> [TEXTO DE ESTUDIO]
►

Ahora que muchos están de vacaciones y otros nos vamos en las próximas horas – por fin-, no está de más dedicar unas líneas a unos ciudadanos de nuestro país a quienes, tan injustamente, se acusaba de disfrutar del turismo solidario y que desde hace ocho meses permanecen en cautiverio, víctimas de un secuestro, en algún lugar del Sahel.
Roque y Albert, Albert y Roque son, en estos días de agosto, el ejemplo de todo aquello que representa lo mejor que puede haber en nosotros. Probablemente eso es así sin que ellos lo hubieran pensado nunca, pero es que sus actos, su compromiso, su decidida vocación humanitaria y las dramáticas consecuencias que ésta les ha traído personalmente, reflejan algo más que una voluntad constructiva: adquieren la forma de un ejemplo dónde todos deberíamos mirar, aunque fuera de soslayo, para averiguar hasta que punto podemos contribuir de manera correcta a hacer de este mundo un mundo mejor.
No los hace mejores su sufrimiento, que nadie se equivoque. Los hace mejores su trabajo de cooperación con el riesgo que han asumido para llevarlo a cabo. Así que no se trata de exaltar el martirio como en tantas religiones, sino de poner de relieve su esfuerzo cotidiano, su visión positiva sobre las soluciones que entre todos podemos aportar, su optimismo acerca de otro mundo posible, empezando por su pequeña y generosa contribución.

◄

> [DATOS SIGUIENTES]

►

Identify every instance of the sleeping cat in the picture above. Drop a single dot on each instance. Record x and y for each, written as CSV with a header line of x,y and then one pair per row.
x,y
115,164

◄

Transcribe literalmente, por favor, el fragmento del texto sobre Roque y Albert que va desde "Ahora que muchos" hasta "lugar del Sahel.". Basta con el texto sobre Roque y Albert; el listado no hace falta.

Ahora que muchos están de vacaciones y otros nos vamos en las próximas horas – por fin-, no está de más dedicar unas líneas a unos ciudadanos de nuestro país a quienes, tan injustamente, se acusaba de disfrutar del turismo solidario y que desde hace ocho meses permanecen en cautiverio, víctimas de un secuestro, en algún lugar del Sahel.